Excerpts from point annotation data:
(begin)
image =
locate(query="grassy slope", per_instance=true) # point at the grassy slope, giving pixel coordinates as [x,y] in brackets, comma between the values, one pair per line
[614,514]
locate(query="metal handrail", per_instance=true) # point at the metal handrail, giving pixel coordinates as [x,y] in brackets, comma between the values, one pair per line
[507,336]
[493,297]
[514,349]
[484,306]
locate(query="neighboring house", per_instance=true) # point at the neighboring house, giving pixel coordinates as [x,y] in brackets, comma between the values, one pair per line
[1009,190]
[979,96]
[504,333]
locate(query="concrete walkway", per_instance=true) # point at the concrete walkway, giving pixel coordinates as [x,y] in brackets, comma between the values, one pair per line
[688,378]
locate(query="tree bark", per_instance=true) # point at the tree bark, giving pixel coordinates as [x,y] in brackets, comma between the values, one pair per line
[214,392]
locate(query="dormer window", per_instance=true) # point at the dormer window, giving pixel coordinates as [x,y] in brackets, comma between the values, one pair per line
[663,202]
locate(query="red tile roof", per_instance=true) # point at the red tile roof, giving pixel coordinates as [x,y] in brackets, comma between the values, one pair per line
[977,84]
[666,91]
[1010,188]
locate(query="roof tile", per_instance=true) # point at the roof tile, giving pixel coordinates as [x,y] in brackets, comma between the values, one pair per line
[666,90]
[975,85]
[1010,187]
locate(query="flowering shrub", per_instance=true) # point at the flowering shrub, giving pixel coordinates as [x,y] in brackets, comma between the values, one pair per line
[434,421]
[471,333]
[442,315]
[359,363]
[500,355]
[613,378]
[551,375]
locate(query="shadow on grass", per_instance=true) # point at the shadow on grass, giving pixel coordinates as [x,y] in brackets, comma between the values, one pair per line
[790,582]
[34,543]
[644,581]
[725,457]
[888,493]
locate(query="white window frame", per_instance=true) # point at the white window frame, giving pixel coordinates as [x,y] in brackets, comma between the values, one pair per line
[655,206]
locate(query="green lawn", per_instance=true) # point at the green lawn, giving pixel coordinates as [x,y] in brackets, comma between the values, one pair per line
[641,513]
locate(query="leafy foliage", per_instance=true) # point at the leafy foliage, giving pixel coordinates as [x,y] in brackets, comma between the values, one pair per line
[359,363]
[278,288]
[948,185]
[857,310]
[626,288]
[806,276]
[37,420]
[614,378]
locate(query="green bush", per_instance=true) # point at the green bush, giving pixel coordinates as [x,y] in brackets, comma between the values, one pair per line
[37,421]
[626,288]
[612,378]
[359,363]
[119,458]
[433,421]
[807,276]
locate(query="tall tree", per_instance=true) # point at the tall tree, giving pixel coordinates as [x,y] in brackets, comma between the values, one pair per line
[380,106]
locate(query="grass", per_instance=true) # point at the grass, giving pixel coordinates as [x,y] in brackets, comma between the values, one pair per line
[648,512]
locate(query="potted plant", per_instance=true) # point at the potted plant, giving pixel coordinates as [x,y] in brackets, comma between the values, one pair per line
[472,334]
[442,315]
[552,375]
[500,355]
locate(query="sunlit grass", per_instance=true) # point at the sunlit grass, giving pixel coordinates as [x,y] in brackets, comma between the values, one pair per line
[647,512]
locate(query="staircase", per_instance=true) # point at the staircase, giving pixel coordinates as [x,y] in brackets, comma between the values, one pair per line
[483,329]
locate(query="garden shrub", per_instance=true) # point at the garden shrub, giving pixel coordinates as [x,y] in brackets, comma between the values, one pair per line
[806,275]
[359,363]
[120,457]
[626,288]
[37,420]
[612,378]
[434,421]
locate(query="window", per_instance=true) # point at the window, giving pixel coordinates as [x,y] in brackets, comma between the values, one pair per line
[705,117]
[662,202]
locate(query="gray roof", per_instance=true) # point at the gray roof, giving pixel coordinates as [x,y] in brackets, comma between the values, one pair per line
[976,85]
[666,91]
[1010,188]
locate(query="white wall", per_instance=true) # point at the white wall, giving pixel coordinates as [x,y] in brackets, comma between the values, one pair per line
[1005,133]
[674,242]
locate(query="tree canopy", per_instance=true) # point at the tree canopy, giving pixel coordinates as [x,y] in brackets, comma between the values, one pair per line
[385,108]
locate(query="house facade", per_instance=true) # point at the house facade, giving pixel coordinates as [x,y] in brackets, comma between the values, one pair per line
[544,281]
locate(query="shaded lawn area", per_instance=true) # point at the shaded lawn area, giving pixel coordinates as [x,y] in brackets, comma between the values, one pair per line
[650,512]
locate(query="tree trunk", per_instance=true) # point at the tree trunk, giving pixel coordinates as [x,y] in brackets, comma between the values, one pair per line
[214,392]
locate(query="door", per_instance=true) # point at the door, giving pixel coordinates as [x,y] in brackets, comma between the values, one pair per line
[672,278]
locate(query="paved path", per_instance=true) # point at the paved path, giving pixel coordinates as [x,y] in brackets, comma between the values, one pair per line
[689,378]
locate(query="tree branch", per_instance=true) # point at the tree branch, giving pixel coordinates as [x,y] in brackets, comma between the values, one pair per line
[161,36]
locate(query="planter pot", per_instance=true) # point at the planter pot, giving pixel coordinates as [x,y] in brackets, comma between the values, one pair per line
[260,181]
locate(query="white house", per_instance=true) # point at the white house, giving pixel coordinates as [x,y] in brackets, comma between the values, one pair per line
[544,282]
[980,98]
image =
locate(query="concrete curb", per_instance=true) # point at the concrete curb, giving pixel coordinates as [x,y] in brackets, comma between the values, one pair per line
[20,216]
(end)
■ Task to carry out
Quote verbatim the line containing "at the planter" and every line after it through the end of the records above.

■ Answer below
locate(query="planter pot", per_instance=true) # point at the planter pot, giving pixel coordinates as [x,y] in brackets, comma between the values, one pair per line
[260,181]
locate(query="white house", per_instance=true) # point at the white house, giving pixel coordinates as [x,y] in brackets, comma between the values, one pair per line
[544,282]
[980,98]
image =
locate(query="concrete curb", per_instance=true) # point at the concrete curb, giving pixel coordinates as [x,y] in brackets, comma between the values, one pair per line
[20,216]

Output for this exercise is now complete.